Red lines are \(1\Omega\) resistors, blue lines are \(1\textrm F\) capacitors, and yellow lines are \(1\textrm H\) inductors. What's the equivalent impedance between nodes \(A\) and \(B\)?
This is a random Watts-Strogatz graph with 32 vertices, and it would be a mess to reduce by hand. Sure, you know there is an explicit expression for the impedance as a function of frequency \(\omega\), but it's huge, and you'd much rather give the circuit to a SPICE model and come back with the results of a frequency sweep.
That's fine, but there's something attractive about symbolic circuit analysis, and exact, fully parameterized \(s\)-plane representations of filters are nice if you want to generate Bode plots and accurately identify poles and zeroes.
Okay, maybe we perform a nodal/mesh analysis and throw everything in MATLAB to resolve the system with some ordinary method (e.g. Gauss-Jordan elimination). That'll work, right?
Welcome to "how I spent my weekend".
Spoiler alert: Here's an equivalent transfer function for 2 nodes in an 8-node network of random \(1\Omega\) resistors, \(1H\) inductors, and \(1F\) capacitors with an average degree of 4: \[ \frac{3s^{10} + 26s^9 + 77s^8 + 214s^7 + 353s^6 + 470s^5 + 436s^4 + 316s^3 + 154s^2 + 48s + 6}{5s^{10} + 35s^9 + 113s^8 + 298s^7 + 517s^6 + 677s^5 + 640s^4 + 457s^3 + 222s^2 + 65s + 9} \] This is still a very obnoxious expression, and it's not an easy one to find.
Transfer functions are rational functions. Any time we add two rational functions, we need to expand them, get their denominators in the same form, add them, and factor them again. If you don't factor them, the numbers in your expressions get ridiculously large very quickly, and all hope is lost, even for smaller (e.g. \(N=16, E=32\)) graphs.
Unfortunately, factoring is expensive, especially when the size of your numbers is loosely proportional to the degree of your polynomial. This ends up being the bottleneck to our solver: working with huge rational expressions can be slow.
After a lot of playing, I've found two semi-solutions:
Note: If you like, you can think of this whole process as a very convoluted graph transformation rule: we're building a mathematical syntax tree from an undirected network!
Because we want to be structurally-aware, we'll approach the problem from a network perspective (rather than a matrix perspective), and work using adjacency lists with NetworkX. I'll build a regular, non-symbolic solver first, and then see about making it use letters.

Raw data:

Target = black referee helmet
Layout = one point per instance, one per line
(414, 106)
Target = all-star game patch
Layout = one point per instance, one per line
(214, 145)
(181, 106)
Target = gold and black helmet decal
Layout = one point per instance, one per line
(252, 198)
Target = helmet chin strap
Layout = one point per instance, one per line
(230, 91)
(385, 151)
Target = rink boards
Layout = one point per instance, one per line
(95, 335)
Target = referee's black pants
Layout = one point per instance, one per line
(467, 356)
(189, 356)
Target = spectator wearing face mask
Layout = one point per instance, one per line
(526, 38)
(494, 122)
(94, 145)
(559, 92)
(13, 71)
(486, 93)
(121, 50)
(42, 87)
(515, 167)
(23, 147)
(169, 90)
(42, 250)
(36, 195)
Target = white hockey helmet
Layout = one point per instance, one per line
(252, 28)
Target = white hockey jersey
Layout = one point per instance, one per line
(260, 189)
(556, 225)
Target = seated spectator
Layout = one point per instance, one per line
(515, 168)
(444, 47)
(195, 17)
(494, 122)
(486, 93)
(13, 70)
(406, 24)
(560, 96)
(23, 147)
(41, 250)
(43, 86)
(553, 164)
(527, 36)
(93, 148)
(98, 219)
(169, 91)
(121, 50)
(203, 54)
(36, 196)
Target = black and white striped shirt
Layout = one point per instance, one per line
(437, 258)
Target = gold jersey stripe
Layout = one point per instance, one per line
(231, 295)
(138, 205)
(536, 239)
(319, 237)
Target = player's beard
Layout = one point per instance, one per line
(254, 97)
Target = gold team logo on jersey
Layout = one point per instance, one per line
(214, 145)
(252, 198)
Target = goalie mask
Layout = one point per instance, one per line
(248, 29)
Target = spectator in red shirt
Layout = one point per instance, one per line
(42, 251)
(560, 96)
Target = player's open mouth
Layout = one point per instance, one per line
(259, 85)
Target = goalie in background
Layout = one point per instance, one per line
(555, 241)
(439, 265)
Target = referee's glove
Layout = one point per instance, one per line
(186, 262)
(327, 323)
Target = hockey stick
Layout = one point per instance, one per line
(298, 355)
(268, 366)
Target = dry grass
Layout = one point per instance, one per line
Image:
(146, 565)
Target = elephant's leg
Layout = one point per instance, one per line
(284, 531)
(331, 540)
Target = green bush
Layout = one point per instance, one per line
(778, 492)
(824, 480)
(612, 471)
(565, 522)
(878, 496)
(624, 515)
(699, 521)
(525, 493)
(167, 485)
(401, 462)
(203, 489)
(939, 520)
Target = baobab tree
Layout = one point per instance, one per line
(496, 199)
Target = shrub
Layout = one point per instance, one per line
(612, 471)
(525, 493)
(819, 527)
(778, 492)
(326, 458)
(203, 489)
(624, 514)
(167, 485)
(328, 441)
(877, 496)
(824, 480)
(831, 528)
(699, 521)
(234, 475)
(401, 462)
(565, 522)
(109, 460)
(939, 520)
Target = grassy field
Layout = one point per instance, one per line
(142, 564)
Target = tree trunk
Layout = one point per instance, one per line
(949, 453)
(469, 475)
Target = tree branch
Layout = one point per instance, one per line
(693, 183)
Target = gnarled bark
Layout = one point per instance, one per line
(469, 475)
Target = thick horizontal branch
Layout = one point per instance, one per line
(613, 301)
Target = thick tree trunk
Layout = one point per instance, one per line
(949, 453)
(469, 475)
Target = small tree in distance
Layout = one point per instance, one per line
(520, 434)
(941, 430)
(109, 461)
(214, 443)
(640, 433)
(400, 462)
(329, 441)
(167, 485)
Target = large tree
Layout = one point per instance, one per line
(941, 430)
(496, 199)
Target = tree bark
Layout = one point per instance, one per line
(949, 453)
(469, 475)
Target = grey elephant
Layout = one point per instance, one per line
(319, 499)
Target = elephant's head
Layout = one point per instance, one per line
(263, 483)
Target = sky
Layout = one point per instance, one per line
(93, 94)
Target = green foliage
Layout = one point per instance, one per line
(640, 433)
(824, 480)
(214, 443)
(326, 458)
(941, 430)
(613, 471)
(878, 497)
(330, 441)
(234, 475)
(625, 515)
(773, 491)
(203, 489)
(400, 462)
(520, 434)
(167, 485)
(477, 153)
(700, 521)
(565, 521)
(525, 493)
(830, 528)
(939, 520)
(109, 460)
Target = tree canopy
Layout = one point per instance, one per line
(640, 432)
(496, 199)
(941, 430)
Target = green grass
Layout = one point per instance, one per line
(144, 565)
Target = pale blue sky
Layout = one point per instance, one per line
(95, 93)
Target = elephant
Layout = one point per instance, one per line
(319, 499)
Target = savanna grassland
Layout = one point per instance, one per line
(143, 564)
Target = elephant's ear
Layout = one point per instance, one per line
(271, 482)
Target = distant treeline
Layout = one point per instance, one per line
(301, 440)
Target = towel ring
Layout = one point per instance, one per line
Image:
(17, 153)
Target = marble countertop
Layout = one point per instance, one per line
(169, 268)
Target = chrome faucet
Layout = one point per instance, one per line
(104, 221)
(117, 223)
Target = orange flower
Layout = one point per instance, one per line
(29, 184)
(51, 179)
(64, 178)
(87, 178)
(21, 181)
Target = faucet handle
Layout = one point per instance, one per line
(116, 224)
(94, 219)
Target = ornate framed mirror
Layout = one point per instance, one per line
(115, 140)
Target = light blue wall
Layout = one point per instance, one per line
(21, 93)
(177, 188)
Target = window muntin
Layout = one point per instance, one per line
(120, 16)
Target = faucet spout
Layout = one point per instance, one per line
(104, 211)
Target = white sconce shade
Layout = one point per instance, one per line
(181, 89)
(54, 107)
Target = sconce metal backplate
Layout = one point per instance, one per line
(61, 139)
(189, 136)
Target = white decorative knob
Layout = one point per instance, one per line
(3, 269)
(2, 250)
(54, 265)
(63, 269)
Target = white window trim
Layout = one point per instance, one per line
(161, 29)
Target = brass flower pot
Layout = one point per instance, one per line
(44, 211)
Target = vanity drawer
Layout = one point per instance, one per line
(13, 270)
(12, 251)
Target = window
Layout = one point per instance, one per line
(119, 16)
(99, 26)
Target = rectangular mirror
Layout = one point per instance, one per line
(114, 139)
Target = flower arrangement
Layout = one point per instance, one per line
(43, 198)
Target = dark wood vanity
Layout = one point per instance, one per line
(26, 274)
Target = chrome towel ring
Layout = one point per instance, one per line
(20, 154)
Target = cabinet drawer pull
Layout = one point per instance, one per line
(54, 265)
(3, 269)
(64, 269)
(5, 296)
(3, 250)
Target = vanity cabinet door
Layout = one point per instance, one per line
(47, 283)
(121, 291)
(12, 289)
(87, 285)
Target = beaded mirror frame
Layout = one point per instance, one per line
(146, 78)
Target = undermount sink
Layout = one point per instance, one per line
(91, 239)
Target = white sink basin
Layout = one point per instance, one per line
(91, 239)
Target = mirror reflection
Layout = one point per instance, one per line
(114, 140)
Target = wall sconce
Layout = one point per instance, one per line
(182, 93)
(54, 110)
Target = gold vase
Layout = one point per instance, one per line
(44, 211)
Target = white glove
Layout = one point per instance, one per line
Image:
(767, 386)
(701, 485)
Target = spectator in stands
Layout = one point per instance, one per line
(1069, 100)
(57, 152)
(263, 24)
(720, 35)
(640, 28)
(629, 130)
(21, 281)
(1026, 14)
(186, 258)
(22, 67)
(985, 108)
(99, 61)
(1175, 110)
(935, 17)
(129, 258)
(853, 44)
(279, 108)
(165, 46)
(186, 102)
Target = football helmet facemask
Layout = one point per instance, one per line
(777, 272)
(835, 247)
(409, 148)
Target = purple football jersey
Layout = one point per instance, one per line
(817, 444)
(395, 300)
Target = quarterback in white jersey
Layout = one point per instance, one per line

What this exercise asks:
#1 In the piece on symbolic circuit analysis, what kind of random graph is the 32-vertex circuit?
#2 Translate this sentence from the piece on symbolic circuit analysis into Spanish: "Unfortunately, factoring is expensive, especially when the size of your numbers is loosely proportional to the degree of your polynomial."
#3 Carry the piece on symbolic circuit analysis forward from its last sentence.

Responses in order:
#1 A Watts-Strogatz graph.

#2 Desafortunadamente, factorizar es costoso, sobre todo cuando el tamaño de tus números es aproximadamente proporcional al grado de tu polinomio.

#3
First, though, a review of the transformations we'll use:
We'll talk in terms of generalized s-plane impedance: resistors have impedance \(R\), inductors \(sL\), and capacitors \(1/(sC)\). This gives us the edge contraction rule for impedances in series, which we probably won't need: \[ Z_\textrm{series}=\sum_i Z_i \] The duplicate-edge removal rule for impedances in parallel: \[ Z_\textrm{parallel}=\left(\sum_i \frac{1}{Z_{i}}\right)^{-1} \] And the node-removal rule — the star-mesh transformation (switching to edge-set notation): \[ Z_{\{i,j\}\textrm{ (equiv. through node }k)}=Z_{\{i,k\}}Z_{\{j,k\}}\sum_{n\mid\{k, n\}\in E} \frac{1}{Z_{\{k,n\}}} \] Where \(E\) is the edges in the network, \(k\) is the index of the node to remove, and \(i\neq j\). Note that when applied, a star-mesh transformation can leave behind dangling edges that should be removed with the parallel rule.
I'll also mention that the star-mesh transform is the same thing as Kron reduction, the only difference being that Kron reduction acts on a Y-parameter matrix instead of a Z-parameter matrix. Both operations are closely related to the Schur complement, a quantity that naturally appears during block Gaussian elimination, which is, at some level, what we're doing when eliminating node(s).
The annoying thing about the star-mesh transform is that it's (necessarily) a mess: it leaves behind a complete subgraph on the remaining nodes, meaning star-meshing at random will leave us with a near-complete graph. Let's forget out symbolic divide-and-conquer aspirations for a second and simply try to minimize edge count.
When removing a node \(k\) with degree \(d\), the change in the number of edges \(\Delta E_k\) after a star-mesh transform is in the range: \[ -d \leq \Delta E_k \leq \frac 12d(d-3) \] \(\Delta E_k\) is greater when fewer of the targeted node's neighbors are connected to each other; the edges formed by the transform are already there. Specifically, \[ \Delta E_k = \frac{d(d-3)}2 - |\{\textrm{edges connecting neighbors of node }k\}| \] To keep our graph sparse, we'd like to remove nodes with negative or small \(\Delta E_k\). This isn't easy to do perfectly: the number of possible reduction schemes for a graph with \(N\) nodes is just \(N\) factorial, and the availability of good moves in the future obviously depends on the move history.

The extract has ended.